=== TASK DATA ===

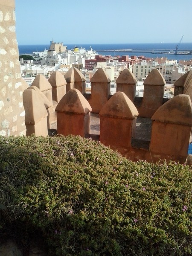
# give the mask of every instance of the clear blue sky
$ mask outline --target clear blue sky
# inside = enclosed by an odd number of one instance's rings
[[[19,44],[192,42],[192,0],[15,0]]]

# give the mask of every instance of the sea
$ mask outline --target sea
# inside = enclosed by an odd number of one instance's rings
[[[90,47],[98,54],[111,55],[112,56],[122,55],[145,56],[148,58],[167,57],[169,60],[189,60],[192,58],[192,54],[169,54],[169,52],[175,50],[177,43],[156,44],[65,44],[69,50],[75,47],[90,50]],[[19,54],[32,54],[33,52],[41,52],[49,49],[49,44],[19,45]],[[180,44],[178,52],[192,51],[192,43]]]

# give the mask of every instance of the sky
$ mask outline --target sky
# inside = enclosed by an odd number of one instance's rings
[[[192,42],[192,0],[15,0],[19,44]]]

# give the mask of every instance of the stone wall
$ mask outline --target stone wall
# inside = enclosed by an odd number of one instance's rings
[[[23,92],[15,34],[14,0],[0,1],[0,135],[26,134]]]

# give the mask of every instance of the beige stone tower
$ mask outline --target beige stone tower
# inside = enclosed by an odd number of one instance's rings
[[[0,1],[0,135],[25,135],[21,78],[15,34],[15,0]]]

===

Convert the lines of the listing, starting at the line containing "# give the mask of every instance of the stone" and ending at the final line, into a numbered list that omits blank lines.

1. # give the mask of every instance of the stone wall
2. $ mask outline --target stone wall
3. # inside = enclosed by an odd number of one instance's rings
4. [[[23,92],[15,34],[14,0],[0,1],[0,135],[26,134]]]
5. # give the mask of every instance of the beige stone tower
6. $ mask outline --target beige stone tower
7. # inside = enclosed by an odd number of one instance's rings
8. [[[0,1],[0,135],[25,135],[21,78],[15,34],[15,0]]]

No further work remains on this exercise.